» Records from a data collection:
= Beginning of Section =
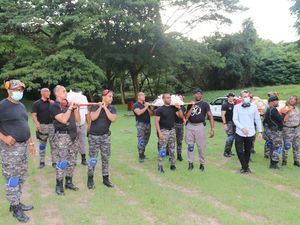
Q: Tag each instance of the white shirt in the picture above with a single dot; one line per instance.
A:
(246, 118)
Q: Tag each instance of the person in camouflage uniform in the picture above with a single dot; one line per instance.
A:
(291, 132)
(142, 114)
(165, 121)
(275, 123)
(65, 116)
(102, 115)
(44, 126)
(14, 141)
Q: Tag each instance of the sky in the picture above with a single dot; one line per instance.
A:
(272, 20)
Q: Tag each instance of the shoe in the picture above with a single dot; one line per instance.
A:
(160, 169)
(179, 157)
(83, 160)
(191, 166)
(173, 167)
(202, 167)
(106, 182)
(18, 213)
(69, 184)
(59, 189)
(42, 165)
(90, 182)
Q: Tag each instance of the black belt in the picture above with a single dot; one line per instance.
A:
(291, 127)
(62, 131)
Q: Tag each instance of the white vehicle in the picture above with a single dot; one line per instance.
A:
(216, 106)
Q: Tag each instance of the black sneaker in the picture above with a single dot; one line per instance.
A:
(173, 167)
(202, 167)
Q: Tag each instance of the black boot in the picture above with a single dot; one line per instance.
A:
(191, 166)
(296, 163)
(59, 189)
(69, 184)
(179, 157)
(83, 160)
(141, 158)
(42, 165)
(90, 183)
(106, 182)
(18, 213)
(160, 169)
(202, 167)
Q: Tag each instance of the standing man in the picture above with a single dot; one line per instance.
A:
(81, 128)
(142, 114)
(195, 129)
(14, 141)
(291, 131)
(165, 125)
(229, 127)
(65, 116)
(275, 123)
(245, 117)
(102, 115)
(179, 130)
(44, 126)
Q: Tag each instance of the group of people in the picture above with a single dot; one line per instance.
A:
(64, 124)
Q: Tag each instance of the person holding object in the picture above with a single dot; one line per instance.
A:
(102, 115)
(65, 116)
(195, 129)
(14, 141)
(44, 126)
(142, 114)
(165, 125)
(245, 117)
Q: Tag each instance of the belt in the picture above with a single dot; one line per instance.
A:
(291, 127)
(62, 131)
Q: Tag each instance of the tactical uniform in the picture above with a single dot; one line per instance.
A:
(99, 139)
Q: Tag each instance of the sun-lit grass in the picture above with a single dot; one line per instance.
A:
(142, 196)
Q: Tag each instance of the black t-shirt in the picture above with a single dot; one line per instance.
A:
(143, 118)
(42, 110)
(55, 109)
(179, 120)
(167, 116)
(199, 112)
(228, 107)
(101, 125)
(14, 120)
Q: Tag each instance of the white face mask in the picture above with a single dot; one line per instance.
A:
(17, 95)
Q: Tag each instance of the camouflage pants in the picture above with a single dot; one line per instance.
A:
(67, 150)
(276, 149)
(291, 139)
(179, 130)
(143, 135)
(268, 143)
(14, 164)
(47, 133)
(101, 142)
(230, 137)
(168, 141)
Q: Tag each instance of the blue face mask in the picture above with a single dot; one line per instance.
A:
(17, 95)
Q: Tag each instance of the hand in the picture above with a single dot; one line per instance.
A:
(9, 140)
(211, 133)
(225, 127)
(31, 149)
(245, 131)
(161, 136)
(259, 136)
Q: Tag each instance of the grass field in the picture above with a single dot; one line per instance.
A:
(142, 196)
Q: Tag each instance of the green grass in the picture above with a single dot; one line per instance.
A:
(142, 196)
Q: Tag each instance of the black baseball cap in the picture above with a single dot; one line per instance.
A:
(196, 90)
(230, 94)
(273, 99)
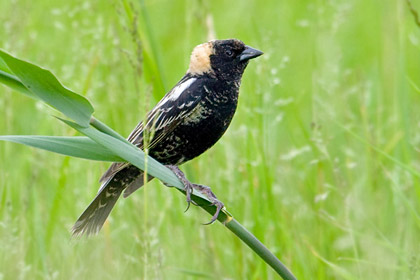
= End of Section =
» YOUR GOAL: Reprint the data verbatim, pictures excluded.

» SOLUTION FOR THIS EXERCISE:
Q: Tag each instance of the white shirt in the picture above with a single dot; one line per instance.
A:
(246, 118)
Q: Tag each instance of the person in camouflage uniform in the picture above with a single dot; one line per instance.
A:
(291, 132)
(142, 114)
(165, 121)
(275, 123)
(65, 116)
(102, 115)
(44, 126)
(14, 141)
Q: Tag each instance of the sky in the picture above with a single dot; one line per instance.
A:
(272, 20)
Q: Tag each instance of the shoe in the picture above with a single dot; one line per instance.
A:
(160, 169)
(179, 157)
(83, 160)
(191, 166)
(173, 167)
(202, 167)
(106, 182)
(18, 213)
(69, 184)
(59, 189)
(42, 165)
(90, 182)
Q: Tag each instance of the black belt in the picture above with a single dot; one line per instance.
A:
(291, 127)
(62, 131)
Q: Tag each instance of the white vehicle in the picture above with a single dot; one line per instance.
A:
(216, 106)
Q: Tag each instance of the black sneaker in the picture above with a single dot; one line per instance.
A:
(173, 167)
(202, 167)
Q: Tag each instance of the black boot in the picture above with a single dot; one line per instance.
A:
(191, 166)
(296, 163)
(59, 189)
(69, 184)
(179, 157)
(83, 160)
(141, 158)
(42, 165)
(90, 183)
(106, 182)
(18, 213)
(160, 169)
(202, 167)
Q: Tag each instance of the standing man in the picture above with a single dot; one line per instance.
A:
(81, 128)
(142, 114)
(195, 129)
(14, 141)
(291, 131)
(165, 125)
(229, 127)
(65, 116)
(275, 123)
(245, 117)
(102, 115)
(179, 130)
(44, 126)
Q: Tag each instance of the group of people in the picture above with a single dot; one line per instance.
A:
(64, 124)
Q: Tag each instance of the person holding object in the picture above with a single dot; one line per instance.
A:
(102, 115)
(65, 116)
(195, 129)
(14, 141)
(44, 126)
(142, 114)
(165, 125)
(245, 117)
Q: Tag each instance of the belt in the picture above with a single dot; one line per instance.
A:
(291, 127)
(62, 131)
Q: Tag each instance of the tactical uniform in the picture above with a single dot; one line per instance.
A:
(99, 139)
Q: Tag each instance of the sun-lit grass in the picture above with a single dot; one line per instance.
A:
(142, 196)
Q: Tag each instance of the black t-shirt in the picture above with a single dot; one line per instance.
A:
(143, 118)
(42, 110)
(55, 109)
(179, 120)
(167, 116)
(199, 112)
(228, 107)
(101, 125)
(14, 120)
Q: Tag each instance of the white face mask in the picture above with a single dot; one line per instance.
A:
(17, 95)
Q: Tag each instance of the camouflage pants in the picture above with a single dot; one line per instance.
A:
(67, 150)
(276, 149)
(291, 139)
(179, 130)
(143, 135)
(268, 143)
(14, 164)
(47, 133)
(101, 142)
(230, 137)
(168, 141)
Q: Tag each instance of the blue face mask in the picture above with a single dot; one line per instance.
A:
(17, 95)
Q: Tag each instance of the hand in the picture above with a single dot; one line per instance.
A:
(9, 140)
(211, 133)
(225, 127)
(31, 149)
(245, 131)
(161, 136)
(259, 136)
Q: Tag each instance of the grass field in the picture above with a single dot; one line per instance.
A:
(142, 196)
Q: Tag each instance of the green grass in the picture above with a single dot; one line per instance.
A:
(142, 196)
Q: Tag each instance of the black baseball cap in the picture above with a single dot; one line per instance.
A:
(196, 90)
(230, 94)
(273, 99)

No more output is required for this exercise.